Your task: Copy the forum thread below about congruences and exponents word for word, in full.

Source passage:
***

I am required to prove/disprove the theorem:

If a_1 is congruent to b_1 (mod n) and a_2 is congruent to b_2 (mod n), then (a_1)^(a_2) is congruent to (b_1)^(b_2) (mod n).

Homework Equations



a_1 is congruent to b_1(mod n) can also be expressed as b_1=a_1+q*n where q is an integer.

The Attempt at a Solution



"There exist q, q' which are elements of Z such that (b_1)^(b_2) = (a_1+q*n)^(a_2+q'*n).

We can express (a_1+q*n)^(a_2+q'*n) as (a_1+q*n)^(a_2) + (a_1+q*n)^(q'*n)."

I don't think I am heading in the right direction. Is mathematical induction needed to prove this theorem?

Thanks in advance to anyone who can provide some insight.

The question says prove/disprove. It might not be a theorem. Try to disprove it by finding a counterexample before you try to prove it.

***

Saved data entries:
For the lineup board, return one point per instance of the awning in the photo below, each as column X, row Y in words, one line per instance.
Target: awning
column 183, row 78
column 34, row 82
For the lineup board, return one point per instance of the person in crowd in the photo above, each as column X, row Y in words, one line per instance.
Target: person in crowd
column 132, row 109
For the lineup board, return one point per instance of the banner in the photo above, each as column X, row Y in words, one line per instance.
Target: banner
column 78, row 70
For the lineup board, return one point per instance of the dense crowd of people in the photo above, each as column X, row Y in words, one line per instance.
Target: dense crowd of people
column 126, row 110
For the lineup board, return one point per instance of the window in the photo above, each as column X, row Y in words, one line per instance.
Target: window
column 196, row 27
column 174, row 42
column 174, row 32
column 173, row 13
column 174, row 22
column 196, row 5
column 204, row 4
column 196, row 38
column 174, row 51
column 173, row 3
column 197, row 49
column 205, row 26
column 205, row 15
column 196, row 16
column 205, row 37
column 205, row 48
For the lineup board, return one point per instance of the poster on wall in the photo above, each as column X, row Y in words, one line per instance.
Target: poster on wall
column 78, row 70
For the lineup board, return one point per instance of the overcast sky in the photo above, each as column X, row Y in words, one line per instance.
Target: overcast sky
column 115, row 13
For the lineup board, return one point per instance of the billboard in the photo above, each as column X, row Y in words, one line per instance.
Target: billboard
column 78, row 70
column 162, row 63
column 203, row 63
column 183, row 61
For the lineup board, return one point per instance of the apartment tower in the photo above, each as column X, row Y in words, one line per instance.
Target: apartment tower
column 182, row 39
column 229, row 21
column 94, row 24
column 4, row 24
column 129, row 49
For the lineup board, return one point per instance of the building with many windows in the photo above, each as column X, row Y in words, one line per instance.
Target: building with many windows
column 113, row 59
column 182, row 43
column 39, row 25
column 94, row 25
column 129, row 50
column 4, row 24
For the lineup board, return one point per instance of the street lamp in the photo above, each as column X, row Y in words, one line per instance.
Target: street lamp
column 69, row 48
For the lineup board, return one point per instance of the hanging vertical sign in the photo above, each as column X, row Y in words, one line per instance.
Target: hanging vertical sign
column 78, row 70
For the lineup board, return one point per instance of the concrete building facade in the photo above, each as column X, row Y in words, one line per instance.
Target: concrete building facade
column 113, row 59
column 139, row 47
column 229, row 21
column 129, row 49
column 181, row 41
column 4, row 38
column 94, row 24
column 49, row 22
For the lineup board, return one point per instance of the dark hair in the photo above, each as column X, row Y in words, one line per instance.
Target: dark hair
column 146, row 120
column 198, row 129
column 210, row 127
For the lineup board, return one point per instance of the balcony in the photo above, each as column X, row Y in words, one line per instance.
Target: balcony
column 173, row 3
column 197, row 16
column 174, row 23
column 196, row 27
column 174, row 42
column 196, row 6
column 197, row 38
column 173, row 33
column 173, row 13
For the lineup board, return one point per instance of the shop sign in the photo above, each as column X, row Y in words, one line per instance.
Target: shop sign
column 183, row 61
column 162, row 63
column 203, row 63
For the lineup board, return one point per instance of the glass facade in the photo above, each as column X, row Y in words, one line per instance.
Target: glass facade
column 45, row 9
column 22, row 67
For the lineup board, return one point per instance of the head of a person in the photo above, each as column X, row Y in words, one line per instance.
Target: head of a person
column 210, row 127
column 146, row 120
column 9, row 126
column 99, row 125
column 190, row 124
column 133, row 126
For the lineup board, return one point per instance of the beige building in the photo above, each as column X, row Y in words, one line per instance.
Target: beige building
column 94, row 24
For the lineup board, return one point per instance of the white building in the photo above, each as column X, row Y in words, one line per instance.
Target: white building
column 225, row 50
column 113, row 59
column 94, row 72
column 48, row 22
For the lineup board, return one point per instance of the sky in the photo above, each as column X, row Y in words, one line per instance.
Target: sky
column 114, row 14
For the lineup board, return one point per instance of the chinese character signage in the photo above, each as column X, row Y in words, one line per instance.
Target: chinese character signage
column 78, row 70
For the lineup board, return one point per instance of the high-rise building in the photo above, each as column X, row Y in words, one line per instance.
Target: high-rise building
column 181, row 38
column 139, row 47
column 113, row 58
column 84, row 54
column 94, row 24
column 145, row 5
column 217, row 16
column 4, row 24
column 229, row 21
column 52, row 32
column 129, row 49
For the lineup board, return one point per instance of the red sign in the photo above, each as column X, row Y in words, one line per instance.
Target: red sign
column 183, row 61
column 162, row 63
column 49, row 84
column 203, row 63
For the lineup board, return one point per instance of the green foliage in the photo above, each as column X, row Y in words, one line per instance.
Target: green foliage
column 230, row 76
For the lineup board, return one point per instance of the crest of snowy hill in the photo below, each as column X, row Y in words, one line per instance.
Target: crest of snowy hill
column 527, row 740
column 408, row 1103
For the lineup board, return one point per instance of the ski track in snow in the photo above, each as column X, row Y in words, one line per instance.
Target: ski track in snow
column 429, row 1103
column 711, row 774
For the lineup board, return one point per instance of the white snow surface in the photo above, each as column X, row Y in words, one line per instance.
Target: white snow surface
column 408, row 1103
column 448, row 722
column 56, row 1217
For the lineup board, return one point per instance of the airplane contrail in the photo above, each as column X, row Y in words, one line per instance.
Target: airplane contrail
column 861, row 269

***

Solution below:
I am required to prove/disprove the theorem:

If a_1 is congruent to b_1 (mod n) and a_2 is congruent to b_2 (mod n), then (a_1)^(a_2) is congruent to (b_1)^(b_2) (mod n).

Homework Equations



a_1 is congruent to b_1(mod n) can also be expressed as b_1=a_1+q*n where q is an integer.

The Attempt at a Solution



"There exist q, q' which are elements of Z such that (b_1)^(b_2) = (a_1+q*n)^(a_2+q'*n).

We can express (a_1+q*n)^(a_2+q'*n) as (a_1+q*n)^(a_2) + (a_1+q*n)^(q'*n)."

I don't think I am heading in the right direction. Is mathematical induction needed to prove this theorem?

Thanks in advance to anyone who can provide some insight.

The question says prove/disprove. It might not be a theorem. Try to disprove it by finding a counterexample before you try to prove it.